EXERCISES TO COMPLETE:
**a)** List the kinds of activity that the conference center, as described in the SMART Center facilities text, aims to become the main regional center for.
**b)** Write the next part of the SMART Center facilities text, picking up after its final sentence.

SELECTED EXTRACT:
The hotel opened its doors in 2019, and features 12 standard and premium rooms. The architectural design is inspired by a minimalistic, industrial style.

==== Visitor center ====
The visitor center is a tourist information center located at the junction of the roads from Vanadzor to Alaverdi (M6) and Dsegh (H22) and serves both educational and commercial purposes. It offers necessary services to tourists (ATM, payment terminal, drinks, snacks, filling stations, charging sports, etc.), while also providing information about the Lori region and in particular the SMART Center.

==== Conference center====
The conference center is another social enterprise that the profits of which will be reinvested in the organization’s development programs. The center is designed to stimulate the flow of tourists and organizations to the Lori region of Armenia. The goal is to become the main regional center for conferences, professional training, summer schools and exchange programs for local and international organizations. It will feature 22 hotel rooms to host guests.

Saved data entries
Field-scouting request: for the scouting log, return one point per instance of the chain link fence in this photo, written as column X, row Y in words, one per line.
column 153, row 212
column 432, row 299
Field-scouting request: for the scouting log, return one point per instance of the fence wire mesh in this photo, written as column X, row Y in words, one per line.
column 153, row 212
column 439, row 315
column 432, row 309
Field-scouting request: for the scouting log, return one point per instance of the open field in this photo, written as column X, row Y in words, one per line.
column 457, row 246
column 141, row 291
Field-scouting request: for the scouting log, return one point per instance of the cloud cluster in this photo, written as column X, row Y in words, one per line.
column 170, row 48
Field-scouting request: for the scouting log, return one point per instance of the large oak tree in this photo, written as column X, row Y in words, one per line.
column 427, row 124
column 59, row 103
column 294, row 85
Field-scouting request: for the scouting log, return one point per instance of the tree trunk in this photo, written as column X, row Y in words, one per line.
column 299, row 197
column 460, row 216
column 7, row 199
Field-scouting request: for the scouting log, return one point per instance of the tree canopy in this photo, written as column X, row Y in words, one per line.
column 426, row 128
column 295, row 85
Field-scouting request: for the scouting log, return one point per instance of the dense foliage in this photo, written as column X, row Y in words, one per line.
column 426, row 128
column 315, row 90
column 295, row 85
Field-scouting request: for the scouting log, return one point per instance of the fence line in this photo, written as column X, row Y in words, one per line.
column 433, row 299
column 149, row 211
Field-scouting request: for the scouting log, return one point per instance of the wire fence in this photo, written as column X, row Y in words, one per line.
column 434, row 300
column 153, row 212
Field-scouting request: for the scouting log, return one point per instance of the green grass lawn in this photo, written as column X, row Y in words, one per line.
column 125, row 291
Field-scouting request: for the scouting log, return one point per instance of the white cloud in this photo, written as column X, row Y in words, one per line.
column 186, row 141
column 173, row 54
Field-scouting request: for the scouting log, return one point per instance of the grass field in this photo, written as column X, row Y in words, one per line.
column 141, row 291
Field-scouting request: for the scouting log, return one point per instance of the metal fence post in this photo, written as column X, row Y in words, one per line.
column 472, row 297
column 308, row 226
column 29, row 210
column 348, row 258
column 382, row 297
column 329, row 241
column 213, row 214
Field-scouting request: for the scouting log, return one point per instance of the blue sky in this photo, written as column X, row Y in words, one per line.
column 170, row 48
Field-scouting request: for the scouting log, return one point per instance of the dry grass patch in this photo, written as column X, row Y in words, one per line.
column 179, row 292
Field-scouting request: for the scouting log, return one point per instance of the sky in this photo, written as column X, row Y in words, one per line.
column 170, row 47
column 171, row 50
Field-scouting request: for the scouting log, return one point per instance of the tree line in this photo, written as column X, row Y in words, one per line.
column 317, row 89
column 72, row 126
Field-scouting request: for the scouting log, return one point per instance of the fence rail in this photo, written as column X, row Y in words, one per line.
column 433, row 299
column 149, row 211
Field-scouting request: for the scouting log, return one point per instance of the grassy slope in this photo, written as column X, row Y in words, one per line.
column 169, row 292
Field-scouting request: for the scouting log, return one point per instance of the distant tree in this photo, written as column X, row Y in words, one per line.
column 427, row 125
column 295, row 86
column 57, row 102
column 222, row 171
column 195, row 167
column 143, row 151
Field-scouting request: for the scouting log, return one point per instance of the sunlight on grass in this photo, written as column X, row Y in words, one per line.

ANSWERS TO EACH TASK:
**a)** Conferences, professional training, summer schools, exchange programs

**b)**
==== SMART Sports Complex ====
The COAF SMART Sports Complex targets the promotion of a healthy lifestyle in the rural areas in Lori. The 34,000 sq. ft sports facility will provide a wide range of indoor and outdoor sports opportunities for rural children, including an Olympic-size swimming pool, gym, tennis court, cycling track and more. At the same time, the new addition to the SMART Campus marks COAF’s third social enterprise, meaning that it will be available for sports events, corporate retreats, training and meetings. All profits will be donated to COAF’s programs.

==== SMART rooms ====
Prior to the opening of the COAF SMART Center, COAF had launched SMART rooms within the villages. These education rooms feature necessary equipment and an internet connection to provide local people with new possibilities. It helps connect communities with each other and the world. By installing SMART rooms the organization aims to provide education in self-development, medicine, social services, computer literacy, and media literacy.

These rooms are present in the Lori and Tavush regions enable people to continue their education during the winter months when traveling in the Lori region is difficult. SMART rooms are accessible not only for rural youth but also neighboring communities.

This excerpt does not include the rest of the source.